Copy out verbatim everything in the show transcript from "And it's part" down to "facts, et cetera.".

**SELECTED EXCERPT**
• • • • •

And he still thought, that -- that there's -- that the hate speech is banned by the First Amendment.
GLENN: Uh-huh.
STU: And that you can't say fire in a crowded theater.
Things that anybody who studied this issue, know immediately are wrong.
And he knows nothing about them.
GLENN: Why didn't CBS ask the tough question? Why is no one really pushing Kamala on FEMA and the response to this hurricane, which is devastating?
I don't know.
Cut ten.
VOICE: And I think the dislike of, and anguish over social media is just growing and growing and growing.
And it's part of our problem, particularly in democracies.
In terms of building consensus around any issue.
It's really hard to govern today.
You can't -- you know, there's no -- the referees we used to have to determine what's a fact and what isn't a fact.
Kind of -- you know, have been eviscerated to a certain degree.
And people go -- and people self-select. Where they go for their news or for their information.
And then you just get into a vicious cycle. So it's really, really hard. Much harder to build consensus today, than at any time, of the 50 years I've been involved in this.
And, you know, there's a lot of discussion now, about how you curbed those entities.
In order to guarantee that you're going to have, you know, some accountability, on the facts, et cetera.

• • • • •

**AVAILABLE DATA**
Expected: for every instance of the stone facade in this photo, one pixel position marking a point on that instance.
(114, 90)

• • • • •

**FULL RESPONSE**
And it's part of our problem, particularly in democracies.
In terms of building consensus around any issue.
It's really hard to govern today.
You can't -- you know, there's no -- the referees we used to have to determine what's a fact and what isn't a fact.
Kind of -- you know, have been eviscerated to a certain degree.
And people go -- and people self-select. Where they go for their news or for their information.
And then you just get into a vicious cycle. So it's really, really hard. Much harder to build consensus today, than at any time, of the 50 years I've been involved in this.
And, you know, there's a lot of discussion now, about how you curbed those entities.
In order to guarantee that you're going to have, you know, some accountability, on the facts, et cetera.